* [Passage shown]
********
Music news, album reviews & interviews

Beyond the record presents

Introvenus Demilo

An interview with

official website

BtR: After being on a 20-year hiatus, why did the group reform? How was the band able to come together after such a long period of time and persevere?

IVD: Introvenus Demilo is Dave Fitzgerald (Lead Vocals & rhythm Guitar) William Starnes (Vocals & Bass Guitar) Grady McDonald (Vocals & Lead Guitars) & Timothy Berg (Drums & Viking Screams) William Starnes- “Yes! Originally, there were four band members. Sadly, we lost two members, one in 1999 and the other just a few months ago.” Dave Fitzgerald- “Our original drummer Ed Barich died suddenly of a heart attack. The response from around the world was so great that it prodded us to get things rolling again.” William Starnes- “Perseverance, It’s just what we do, we reformed, finding two new band members, Timothy Berg on drums and Grady McDonald on Guitar. Both are excellent musicians. Easily, we’re brothers, family. We just keep our eye on the prize, which is recording another album and playing live globally. Dave Fitzgerald- “Agreeing to get back together was the easy part. Finding replacement members was tough. We’re fortunate that we found Grady and Tim to fill in the blanks left by former members.”


BtR: Would you say the band's music is different than what it was in 1995? Why aren't all of the original members on board?
********
Collected data entries:

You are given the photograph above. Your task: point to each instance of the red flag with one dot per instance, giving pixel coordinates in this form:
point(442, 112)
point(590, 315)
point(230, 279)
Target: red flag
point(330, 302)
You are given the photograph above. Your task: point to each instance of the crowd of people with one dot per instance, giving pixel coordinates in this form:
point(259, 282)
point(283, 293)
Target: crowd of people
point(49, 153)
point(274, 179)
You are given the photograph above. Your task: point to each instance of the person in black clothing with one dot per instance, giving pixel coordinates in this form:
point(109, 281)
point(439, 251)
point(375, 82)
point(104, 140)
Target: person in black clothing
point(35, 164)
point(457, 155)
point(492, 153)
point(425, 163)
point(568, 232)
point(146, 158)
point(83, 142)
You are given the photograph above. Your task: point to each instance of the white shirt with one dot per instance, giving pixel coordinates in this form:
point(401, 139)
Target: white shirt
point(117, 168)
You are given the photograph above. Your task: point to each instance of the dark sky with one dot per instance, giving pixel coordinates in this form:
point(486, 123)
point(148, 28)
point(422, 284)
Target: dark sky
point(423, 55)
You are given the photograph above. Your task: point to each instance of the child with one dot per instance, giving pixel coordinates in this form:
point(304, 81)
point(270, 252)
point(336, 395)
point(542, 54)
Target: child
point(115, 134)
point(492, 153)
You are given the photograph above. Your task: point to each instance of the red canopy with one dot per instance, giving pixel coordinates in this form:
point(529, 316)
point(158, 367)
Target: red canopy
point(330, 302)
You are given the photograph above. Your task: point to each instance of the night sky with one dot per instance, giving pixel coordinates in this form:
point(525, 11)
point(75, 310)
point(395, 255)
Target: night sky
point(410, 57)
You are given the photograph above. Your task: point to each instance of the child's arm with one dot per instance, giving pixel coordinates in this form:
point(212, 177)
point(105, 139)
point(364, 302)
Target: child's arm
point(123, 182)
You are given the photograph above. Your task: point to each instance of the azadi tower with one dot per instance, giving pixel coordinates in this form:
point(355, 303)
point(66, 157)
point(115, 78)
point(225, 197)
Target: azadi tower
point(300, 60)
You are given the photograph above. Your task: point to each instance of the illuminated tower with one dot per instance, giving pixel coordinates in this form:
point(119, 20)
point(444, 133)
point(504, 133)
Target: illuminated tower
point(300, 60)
********
* [Complete the following]
a – In the band interview, condense the paragraph beginning "Introvenus Demilo is Dave Fitzgerald" into a bulleted list that keeps its main facts.
b – Carry on the Introvenus Demilo interview from the point where the text stops.
The records were gathered from a separate source.

* [Task-by-task answers]
a –
- Current lineup: Dave Fitzgerald (lead vocals and rhythm guitar), William Starnes (vocals and bass guitar), Grady McDonald (vocals and lead guitars) and Timothy Berg (drums and Viking screams).
- The band originally had four members. Two have died, one in 1999 and the other a few months ago.
- Original drummer Ed Barich died suddenly of a heart attack. The worldwide response pushed the band to get going again.
- The band reformed with two new members, Berg on drums and McDonald on guitar. Starnes calls them excellent musicians and family.
- The band's goals are to record another album and play live globally.
- Fitzgerald says agreeing to reunite was easy, but finding replacement members was hard.

b –
IVD: Dave Fitzgerald- “The new material is more progressive and shows experience. The second album features 14 songs that show this process. It won’t be released until sometime in spring 2017.” Dave Fitzgerald- “The lineup has changed because of some dismal events. Our original lead guitarist Zachary Poll died of a drug related overdose in late 1999 and our original drummer Ed Barich died last summer from a sudden heart attack.”


BtR: What motivates you personally as musicians, to continue to your career and be a voice of the underground music scene? What motivates the band?

IVD: Dave Fitzgerald- “I think we’re driven by our love for the bands we grew up with. They don’t have bands like that anymore, RUSH, QUEEN, KISS, Iron Maiden, Priest, YES. Those bands were huge influences on me. I don’t think kids nowadays have nearly the musical intensity available to them in new music. It’s all technology driven recordings, auto tuned vocals, hired gun writers, multiple producers…it’s ridiculous. Now, Europe seems to be having a fantastic revitalization of true metal music with bands like Nightwish, Delain, Sirenia & Lacuna Coil. Those groups are amazing. America seems to be lacking in areas where Europe is shinning. We hope to change that.” William Starnes- “My motivation is the feeling of home with underground music scene, I feel I was born into it, it feels comfortable. Just making music motivates the band.”


BtR: As a group that formed in the 90's, having been in Seattle, what made you unique from the other bands that came out of this time period?

IVD: Dave Fitzgerald- “Probably the fact that we weren’t grunge! (laughs) We were staying loyal to our hard rock roots. We weren’t angry at our dads and we weren’t trying to sound like we had just bought the latest piece of crap equipment at a garage sale.” William Starnes- “Our sound and style made us unique and our diverse backgrounds influenced us to do what we do on stage and in the studio.”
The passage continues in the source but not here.